— YOUR TASK —
Copy the material word for word, starting at the line that contains "Find the camouflage utility" and ending at the line that contains "[(455, 345), (870, 352), (695, 59)]", with both of those lines included.

******************************

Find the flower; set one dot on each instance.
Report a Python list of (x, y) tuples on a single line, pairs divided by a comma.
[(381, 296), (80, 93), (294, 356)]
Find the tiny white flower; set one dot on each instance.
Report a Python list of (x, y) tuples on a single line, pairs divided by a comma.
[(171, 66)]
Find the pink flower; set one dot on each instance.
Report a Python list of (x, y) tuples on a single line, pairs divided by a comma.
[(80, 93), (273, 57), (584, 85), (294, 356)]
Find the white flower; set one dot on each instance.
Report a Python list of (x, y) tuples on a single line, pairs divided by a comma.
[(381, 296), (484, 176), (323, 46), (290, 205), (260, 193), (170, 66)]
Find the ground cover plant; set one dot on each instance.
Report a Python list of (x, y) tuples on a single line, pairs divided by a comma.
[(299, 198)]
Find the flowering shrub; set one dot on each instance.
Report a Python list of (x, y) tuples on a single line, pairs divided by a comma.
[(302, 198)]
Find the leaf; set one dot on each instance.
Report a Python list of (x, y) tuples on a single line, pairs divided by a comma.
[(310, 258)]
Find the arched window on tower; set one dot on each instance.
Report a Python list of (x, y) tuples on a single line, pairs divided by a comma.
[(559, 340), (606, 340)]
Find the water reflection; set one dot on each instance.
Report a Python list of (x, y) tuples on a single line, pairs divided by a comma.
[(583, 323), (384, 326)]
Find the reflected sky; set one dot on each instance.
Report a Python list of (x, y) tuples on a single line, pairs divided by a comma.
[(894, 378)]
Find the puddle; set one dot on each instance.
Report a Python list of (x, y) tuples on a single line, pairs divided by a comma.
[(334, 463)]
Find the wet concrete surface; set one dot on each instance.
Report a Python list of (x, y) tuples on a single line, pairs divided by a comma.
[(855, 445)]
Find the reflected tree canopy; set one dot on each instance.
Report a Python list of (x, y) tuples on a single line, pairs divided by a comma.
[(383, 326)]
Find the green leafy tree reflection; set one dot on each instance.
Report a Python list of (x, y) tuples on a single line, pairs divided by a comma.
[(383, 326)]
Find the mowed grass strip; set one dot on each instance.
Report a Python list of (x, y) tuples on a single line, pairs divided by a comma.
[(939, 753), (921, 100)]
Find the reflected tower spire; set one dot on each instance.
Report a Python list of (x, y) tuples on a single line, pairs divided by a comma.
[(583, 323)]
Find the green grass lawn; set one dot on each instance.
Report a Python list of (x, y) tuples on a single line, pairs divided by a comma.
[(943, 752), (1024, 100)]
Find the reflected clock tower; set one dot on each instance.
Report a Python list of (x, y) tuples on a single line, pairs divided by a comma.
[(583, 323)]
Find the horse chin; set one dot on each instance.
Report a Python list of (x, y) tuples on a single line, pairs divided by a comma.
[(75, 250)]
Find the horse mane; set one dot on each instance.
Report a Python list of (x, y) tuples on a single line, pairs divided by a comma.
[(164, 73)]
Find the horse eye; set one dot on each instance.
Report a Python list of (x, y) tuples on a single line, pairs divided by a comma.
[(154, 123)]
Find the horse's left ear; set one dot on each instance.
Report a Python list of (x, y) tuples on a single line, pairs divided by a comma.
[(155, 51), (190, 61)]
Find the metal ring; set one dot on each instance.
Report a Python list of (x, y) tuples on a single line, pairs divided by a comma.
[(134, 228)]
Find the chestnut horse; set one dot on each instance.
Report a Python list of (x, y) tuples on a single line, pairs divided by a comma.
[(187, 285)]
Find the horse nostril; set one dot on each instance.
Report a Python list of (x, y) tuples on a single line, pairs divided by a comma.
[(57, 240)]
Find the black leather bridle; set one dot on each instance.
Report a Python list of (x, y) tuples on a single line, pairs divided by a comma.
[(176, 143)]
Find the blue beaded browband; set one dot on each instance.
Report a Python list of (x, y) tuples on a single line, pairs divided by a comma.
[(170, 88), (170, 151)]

******************************

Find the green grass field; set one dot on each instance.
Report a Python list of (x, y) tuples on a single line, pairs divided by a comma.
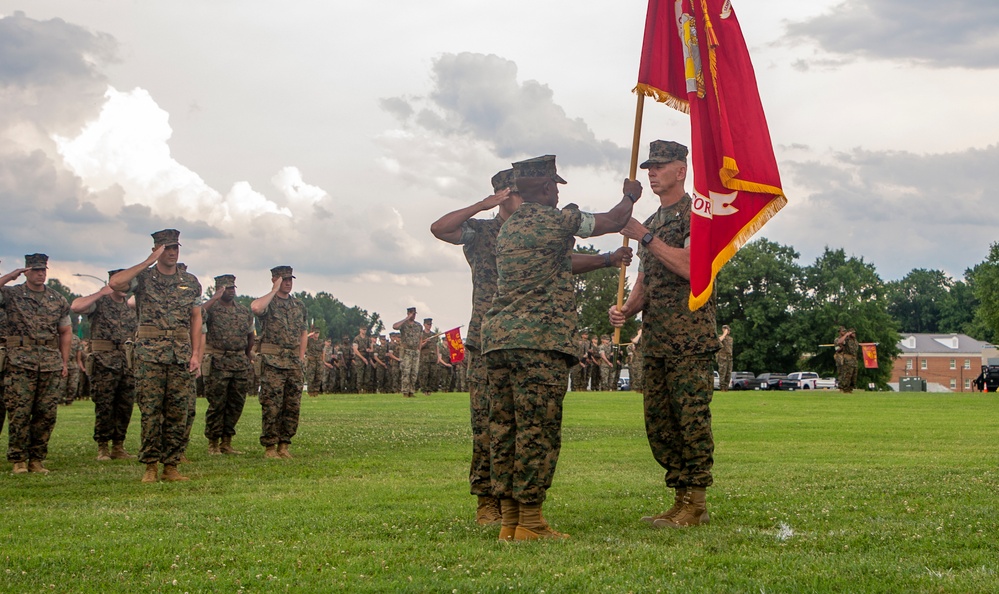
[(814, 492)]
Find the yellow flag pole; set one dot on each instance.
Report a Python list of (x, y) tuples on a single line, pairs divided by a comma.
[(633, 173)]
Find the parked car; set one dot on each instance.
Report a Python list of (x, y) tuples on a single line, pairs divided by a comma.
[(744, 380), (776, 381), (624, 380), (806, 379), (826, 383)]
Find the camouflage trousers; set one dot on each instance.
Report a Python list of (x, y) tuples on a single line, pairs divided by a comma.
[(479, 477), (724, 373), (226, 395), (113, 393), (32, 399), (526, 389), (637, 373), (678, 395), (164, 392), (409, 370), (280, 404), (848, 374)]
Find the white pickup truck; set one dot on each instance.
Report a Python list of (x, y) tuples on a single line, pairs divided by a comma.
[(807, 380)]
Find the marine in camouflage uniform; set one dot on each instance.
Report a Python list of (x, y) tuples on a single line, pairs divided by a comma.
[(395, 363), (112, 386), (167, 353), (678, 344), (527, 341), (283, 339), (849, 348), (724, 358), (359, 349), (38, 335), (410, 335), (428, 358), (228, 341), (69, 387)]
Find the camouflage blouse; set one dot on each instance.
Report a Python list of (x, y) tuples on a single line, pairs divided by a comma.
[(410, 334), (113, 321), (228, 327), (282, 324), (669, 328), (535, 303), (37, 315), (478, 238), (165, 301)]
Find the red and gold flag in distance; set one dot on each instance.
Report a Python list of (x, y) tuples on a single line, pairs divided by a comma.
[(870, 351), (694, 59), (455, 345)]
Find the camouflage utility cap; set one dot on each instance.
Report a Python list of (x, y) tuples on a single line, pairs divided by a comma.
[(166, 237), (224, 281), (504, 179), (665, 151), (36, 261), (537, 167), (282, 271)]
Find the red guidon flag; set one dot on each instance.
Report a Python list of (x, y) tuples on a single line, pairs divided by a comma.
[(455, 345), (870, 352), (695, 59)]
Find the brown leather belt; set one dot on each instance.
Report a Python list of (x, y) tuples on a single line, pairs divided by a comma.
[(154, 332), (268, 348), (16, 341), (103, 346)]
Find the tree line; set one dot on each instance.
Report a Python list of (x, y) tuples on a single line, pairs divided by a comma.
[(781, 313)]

******************************

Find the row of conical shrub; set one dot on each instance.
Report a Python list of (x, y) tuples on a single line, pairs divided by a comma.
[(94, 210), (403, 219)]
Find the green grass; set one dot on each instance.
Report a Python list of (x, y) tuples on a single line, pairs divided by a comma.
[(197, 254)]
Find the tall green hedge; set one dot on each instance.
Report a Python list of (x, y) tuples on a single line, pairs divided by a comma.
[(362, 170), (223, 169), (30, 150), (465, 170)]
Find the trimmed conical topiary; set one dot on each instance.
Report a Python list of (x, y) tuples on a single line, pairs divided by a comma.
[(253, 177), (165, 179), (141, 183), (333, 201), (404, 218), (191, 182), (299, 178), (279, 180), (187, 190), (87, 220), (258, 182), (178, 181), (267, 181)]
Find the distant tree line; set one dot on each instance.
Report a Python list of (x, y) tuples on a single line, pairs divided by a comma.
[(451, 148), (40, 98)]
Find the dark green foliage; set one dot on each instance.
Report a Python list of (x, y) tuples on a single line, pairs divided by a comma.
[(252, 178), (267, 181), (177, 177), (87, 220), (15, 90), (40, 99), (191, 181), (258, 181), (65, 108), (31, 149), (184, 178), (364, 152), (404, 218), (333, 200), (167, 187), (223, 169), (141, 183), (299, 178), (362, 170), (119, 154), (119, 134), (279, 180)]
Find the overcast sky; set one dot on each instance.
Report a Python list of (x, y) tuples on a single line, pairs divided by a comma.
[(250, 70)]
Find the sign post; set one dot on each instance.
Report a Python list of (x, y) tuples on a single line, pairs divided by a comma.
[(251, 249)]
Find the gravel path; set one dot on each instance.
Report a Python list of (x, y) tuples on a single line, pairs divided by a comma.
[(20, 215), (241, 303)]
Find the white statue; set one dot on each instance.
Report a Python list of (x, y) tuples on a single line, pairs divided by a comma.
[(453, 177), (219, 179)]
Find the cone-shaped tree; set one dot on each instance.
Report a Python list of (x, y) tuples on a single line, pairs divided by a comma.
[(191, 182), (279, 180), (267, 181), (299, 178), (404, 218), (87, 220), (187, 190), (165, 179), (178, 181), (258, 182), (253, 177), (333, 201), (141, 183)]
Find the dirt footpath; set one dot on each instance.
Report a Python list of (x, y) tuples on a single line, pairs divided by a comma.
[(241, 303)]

******************************

— SOLUTION TO THE EXERCISE —
Find the camouflage utility cap; set one dot on each instance.
Report a Python list of (x, y) tuples on a single line, pairs divided by a comma.
[(166, 237), (224, 281), (504, 179), (665, 151), (36, 261), (537, 167), (282, 271)]
Find the red guidon flag; set one dot on each instance.
Report a Python list of (x, y) tuples on a single line, pairs divided by a comma.
[(455, 345), (870, 352), (695, 59)]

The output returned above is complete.